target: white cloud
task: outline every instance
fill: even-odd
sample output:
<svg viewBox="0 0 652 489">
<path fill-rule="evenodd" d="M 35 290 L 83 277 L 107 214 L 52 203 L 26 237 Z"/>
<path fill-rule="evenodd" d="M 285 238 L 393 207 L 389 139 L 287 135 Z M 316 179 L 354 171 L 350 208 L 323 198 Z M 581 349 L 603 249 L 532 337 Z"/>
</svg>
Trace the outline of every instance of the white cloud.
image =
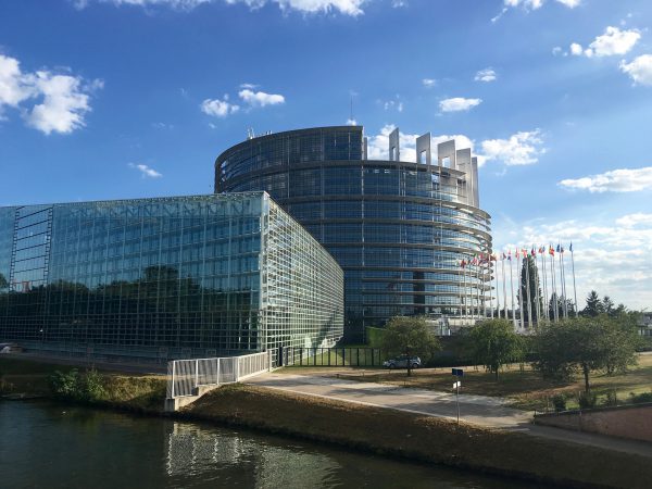
<svg viewBox="0 0 652 489">
<path fill-rule="evenodd" d="M 498 76 L 492 68 L 480 70 L 476 73 L 475 80 L 476 82 L 494 82 Z"/>
<path fill-rule="evenodd" d="M 625 54 L 634 48 L 640 38 L 641 34 L 637 29 L 620 30 L 618 27 L 609 26 L 604 34 L 598 36 L 587 49 L 582 49 L 581 45 L 573 42 L 570 53 L 574 55 L 584 54 L 587 58 Z"/>
<path fill-rule="evenodd" d="M 385 102 L 379 100 L 378 102 L 383 104 L 383 109 L 386 111 L 397 110 L 398 112 L 403 112 L 403 102 L 401 102 L 399 96 L 396 97 L 396 100 L 387 100 Z"/>
<path fill-rule="evenodd" d="M 652 304 L 650 287 L 650 255 L 652 254 L 652 214 L 629 214 L 613 222 L 595 222 L 592 218 L 546 221 L 536 218 L 516 223 L 506 216 L 494 216 L 496 250 L 505 252 L 514 248 L 556 246 L 561 242 L 566 272 L 566 291 L 574 297 L 570 254 L 573 242 L 577 299 L 584 308 L 590 290 L 600 296 L 611 296 L 628 308 L 642 309 Z M 517 238 L 515 238 L 517 237 Z M 555 255 L 559 265 L 559 254 Z M 548 261 L 548 287 L 550 294 L 550 262 Z M 557 267 L 557 287 L 560 275 Z M 559 290 L 559 289 L 557 289 Z"/>
<path fill-rule="evenodd" d="M 555 0 L 557 3 L 567 7 L 568 9 L 575 9 L 581 3 L 581 0 Z M 507 12 L 509 9 L 523 8 L 525 11 L 539 10 L 543 7 L 546 0 L 503 0 L 503 9 L 498 15 L 491 18 L 492 23 L 500 21 L 500 18 Z"/>
<path fill-rule="evenodd" d="M 285 103 L 285 97 L 281 95 L 253 91 L 249 88 L 240 90 L 238 96 L 250 106 L 277 105 L 279 103 Z"/>
<path fill-rule="evenodd" d="M 566 5 L 568 9 L 575 9 L 581 0 L 556 0 L 559 3 Z"/>
<path fill-rule="evenodd" d="M 77 9 L 88 7 L 93 0 L 73 0 Z M 142 8 L 167 7 L 175 10 L 193 10 L 204 3 L 215 0 L 95 0 L 100 3 L 114 5 L 137 5 Z M 304 14 L 339 12 L 343 15 L 358 16 L 364 13 L 362 5 L 369 0 L 223 0 L 227 4 L 242 3 L 251 10 L 263 8 L 267 3 L 275 3 L 286 11 L 297 11 Z"/>
<path fill-rule="evenodd" d="M 0 111 L 2 105 L 17 106 L 34 95 L 28 78 L 21 72 L 18 60 L 0 54 Z"/>
<path fill-rule="evenodd" d="M 564 179 L 559 185 L 567 189 L 588 190 L 591 193 L 652 190 L 652 166 L 612 170 L 584 178 Z"/>
<path fill-rule="evenodd" d="M 574 57 L 580 57 L 584 53 L 584 49 L 581 48 L 581 45 L 578 45 L 577 42 L 573 42 L 570 45 L 570 54 L 573 54 Z"/>
<path fill-rule="evenodd" d="M 34 84 L 43 96 L 42 103 L 25 114 L 27 125 L 45 134 L 70 134 L 84 127 L 84 115 L 90 111 L 89 92 L 103 87 L 101 80 L 85 86 L 82 78 L 37 72 Z"/>
<path fill-rule="evenodd" d="M 502 161 L 507 166 L 530 165 L 546 152 L 542 148 L 541 130 L 521 131 L 509 139 L 488 139 L 482 141 L 482 153 L 487 161 Z"/>
<path fill-rule="evenodd" d="M 642 212 L 627 214 L 617 218 L 616 224 L 626 228 L 632 228 L 636 226 L 652 226 L 652 214 L 643 214 Z"/>
<path fill-rule="evenodd" d="M 453 97 L 452 99 L 441 100 L 439 102 L 439 109 L 441 109 L 441 112 L 468 111 L 480 103 L 482 103 L 482 99 L 465 99 L 463 97 Z"/>
<path fill-rule="evenodd" d="M 86 83 L 79 76 L 47 70 L 23 73 L 16 59 L 0 54 L 0 115 L 3 105 L 18 108 L 29 127 L 47 135 L 84 127 L 91 110 L 90 95 L 102 87 L 100 79 Z M 29 99 L 41 103 L 28 109 L 22 103 Z"/>
<path fill-rule="evenodd" d="M 620 63 L 623 73 L 628 74 L 635 84 L 652 85 L 652 54 L 642 54 L 631 63 Z"/>
<path fill-rule="evenodd" d="M 161 178 L 163 176 L 163 174 L 142 163 L 128 163 L 127 166 L 129 168 L 138 170 L 142 178 Z"/>
<path fill-rule="evenodd" d="M 504 0 L 505 7 L 523 7 L 526 10 L 537 10 L 543 7 L 546 0 Z M 581 0 L 556 0 L 568 9 L 575 9 Z"/>
<path fill-rule="evenodd" d="M 235 114 L 240 110 L 240 105 L 230 103 L 228 96 L 225 95 L 223 100 L 220 99 L 205 99 L 201 102 L 201 111 L 208 115 L 214 115 L 215 117 L 226 117 L 227 115 Z"/>
</svg>

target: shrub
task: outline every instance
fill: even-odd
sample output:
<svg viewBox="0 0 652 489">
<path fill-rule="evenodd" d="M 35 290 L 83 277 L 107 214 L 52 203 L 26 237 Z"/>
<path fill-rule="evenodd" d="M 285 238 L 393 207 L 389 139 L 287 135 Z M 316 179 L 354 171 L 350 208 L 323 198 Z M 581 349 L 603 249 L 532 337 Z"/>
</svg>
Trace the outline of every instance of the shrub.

•••

■ STATED EXERCISE:
Copy out every one of the records above word for word, leaving out the pictures.

■ RESULT:
target: white cloud
task: outline every instance
fill: even-odd
sample output:
<svg viewBox="0 0 652 489">
<path fill-rule="evenodd" d="M 35 290 L 83 277 L 107 214 L 52 203 L 26 237 Z"/>
<path fill-rule="evenodd" d="M 285 238 L 393 207 L 389 139 L 287 135 Z M 316 179 L 354 171 L 350 208 L 323 198 Z M 581 349 L 603 249 L 532 337 Z"/>
</svg>
Trace the outline of every instance of the white cloud.
image =
<svg viewBox="0 0 652 489">
<path fill-rule="evenodd" d="M 498 76 L 492 68 L 480 70 L 476 73 L 475 80 L 476 82 L 494 82 Z"/>
<path fill-rule="evenodd" d="M 625 54 L 634 48 L 640 38 L 641 34 L 637 29 L 620 30 L 618 27 L 609 26 L 604 34 L 598 36 L 587 49 L 582 49 L 581 45 L 573 42 L 570 53 L 574 55 L 584 54 L 587 58 Z"/>
<path fill-rule="evenodd" d="M 385 102 L 379 100 L 378 102 L 383 104 L 383 109 L 386 111 L 397 110 L 398 112 L 403 112 L 403 102 L 401 102 L 399 96 L 396 97 L 396 100 L 387 100 Z"/>
<path fill-rule="evenodd" d="M 652 304 L 650 287 L 650 255 L 652 254 L 652 214 L 629 214 L 613 222 L 595 222 L 592 218 L 546 221 L 536 218 L 516 223 L 506 216 L 494 216 L 496 250 L 505 252 L 514 248 L 556 246 L 561 242 L 566 272 L 566 291 L 574 297 L 570 254 L 573 242 L 577 299 L 584 308 L 590 290 L 600 296 L 611 296 L 628 308 L 642 309 Z M 517 238 L 515 238 L 517 237 Z M 555 255 L 559 265 L 559 254 Z M 548 261 L 548 287 L 550 294 L 550 262 Z M 557 267 L 557 287 L 560 275 Z M 559 290 L 559 289 L 557 289 Z"/>
<path fill-rule="evenodd" d="M 555 0 L 557 3 L 567 7 L 568 9 L 575 9 L 581 3 L 581 0 Z M 507 12 L 509 9 L 523 8 L 525 11 L 539 10 L 543 7 L 546 0 L 503 0 L 503 9 L 498 15 L 491 18 L 492 23 L 500 21 L 500 18 Z"/>
<path fill-rule="evenodd" d="M 285 103 L 285 97 L 281 95 L 253 91 L 249 88 L 240 90 L 238 96 L 250 106 L 277 105 L 279 103 Z"/>
<path fill-rule="evenodd" d="M 566 5 L 568 9 L 575 9 L 581 0 L 556 0 L 559 3 Z"/>
<path fill-rule="evenodd" d="M 77 9 L 88 7 L 93 0 L 73 0 Z M 142 8 L 167 7 L 175 10 L 193 10 L 204 3 L 215 0 L 95 0 L 100 3 L 114 5 L 137 5 Z M 304 14 L 339 12 L 343 15 L 358 16 L 364 13 L 362 5 L 369 0 L 223 0 L 227 4 L 242 3 L 251 10 L 263 8 L 267 3 L 275 3 L 286 11 L 297 11 Z"/>
<path fill-rule="evenodd" d="M 0 111 L 2 105 L 17 106 L 34 95 L 28 78 L 21 72 L 18 60 L 0 54 Z"/>
<path fill-rule="evenodd" d="M 564 179 L 559 185 L 567 189 L 588 190 L 591 193 L 652 190 L 652 166 L 612 170 L 584 178 Z"/>
<path fill-rule="evenodd" d="M 574 57 L 580 57 L 584 53 L 584 49 L 581 48 L 581 45 L 578 45 L 577 42 L 573 42 L 570 45 L 570 54 L 573 54 Z"/>
<path fill-rule="evenodd" d="M 34 84 L 43 96 L 42 103 L 25 114 L 27 125 L 45 134 L 70 134 L 84 127 L 84 115 L 90 111 L 89 92 L 103 87 L 101 80 L 85 86 L 82 78 L 37 72 Z"/>
<path fill-rule="evenodd" d="M 502 161 L 507 166 L 530 165 L 546 152 L 542 148 L 541 130 L 521 131 L 509 139 L 488 139 L 482 141 L 482 153 L 487 161 Z"/>
<path fill-rule="evenodd" d="M 642 212 L 627 214 L 617 218 L 616 224 L 626 228 L 632 228 L 636 226 L 652 226 L 652 214 L 643 214 Z"/>
<path fill-rule="evenodd" d="M 453 97 L 452 99 L 441 100 L 439 102 L 439 109 L 441 109 L 441 112 L 468 111 L 480 103 L 482 103 L 482 99 L 465 99 L 463 97 Z"/>
<path fill-rule="evenodd" d="M 86 83 L 79 76 L 47 70 L 23 73 L 16 59 L 0 54 L 0 115 L 3 105 L 18 108 L 29 127 L 47 135 L 84 127 L 91 110 L 90 95 L 102 87 L 100 79 Z M 29 99 L 41 103 L 28 109 L 22 103 Z"/>
<path fill-rule="evenodd" d="M 620 63 L 623 73 L 628 74 L 635 84 L 652 85 L 652 54 L 642 54 L 631 63 Z"/>
<path fill-rule="evenodd" d="M 161 178 L 163 176 L 163 174 L 142 163 L 128 163 L 127 166 L 129 168 L 138 170 L 142 178 Z"/>
<path fill-rule="evenodd" d="M 504 0 L 505 7 L 523 7 L 526 10 L 537 10 L 543 7 L 546 0 Z M 581 0 L 556 0 L 568 9 L 575 9 Z"/>
<path fill-rule="evenodd" d="M 235 114 L 240 110 L 240 105 L 230 103 L 228 96 L 225 95 L 223 100 L 220 99 L 205 99 L 201 102 L 201 111 L 208 115 L 214 115 L 215 117 L 226 117 L 227 115 Z"/>
</svg>

target: shrub
task: outline every instance
fill: even-odd
sample output:
<svg viewBox="0 0 652 489">
<path fill-rule="evenodd" d="M 35 290 L 83 277 L 107 214 L 52 203 L 26 237 Z"/>
<path fill-rule="evenodd" d="M 285 238 L 393 207 L 389 139 L 287 135 Z M 316 179 L 354 171 L 350 208 L 323 198 Z M 581 349 L 603 249 L 532 337 Z"/>
</svg>
Trace the outline of every instance of the shrub.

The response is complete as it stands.